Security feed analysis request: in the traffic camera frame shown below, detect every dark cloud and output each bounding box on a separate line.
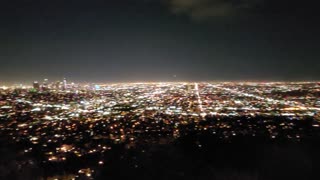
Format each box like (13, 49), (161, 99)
(169, 0), (263, 19)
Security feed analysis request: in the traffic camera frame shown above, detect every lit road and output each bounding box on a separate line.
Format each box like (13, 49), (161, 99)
(194, 83), (203, 112)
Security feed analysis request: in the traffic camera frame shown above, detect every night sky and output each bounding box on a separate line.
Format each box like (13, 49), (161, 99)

※

● **TASK REQUIREMENTS**
Set down each of the items above word for word, omitting the picture.

● **FINAL RESULT**
Security feed analysis request: in the traffic camera frame shown below, detect every dark cloud and output each bounding box on a separate line.
Format each box like (13, 49), (161, 99)
(169, 0), (263, 19)
Security feed analysis request: in the traffic camera frame shown above, detect every lit road and output each bounding box on a separate line.
Format each box like (13, 49), (161, 99)
(194, 83), (203, 112)
Security feed analysis request: in the traffic camera frame shown above, detect every night sky and output each bounding box on a separate line.
Format each box like (13, 49), (161, 99)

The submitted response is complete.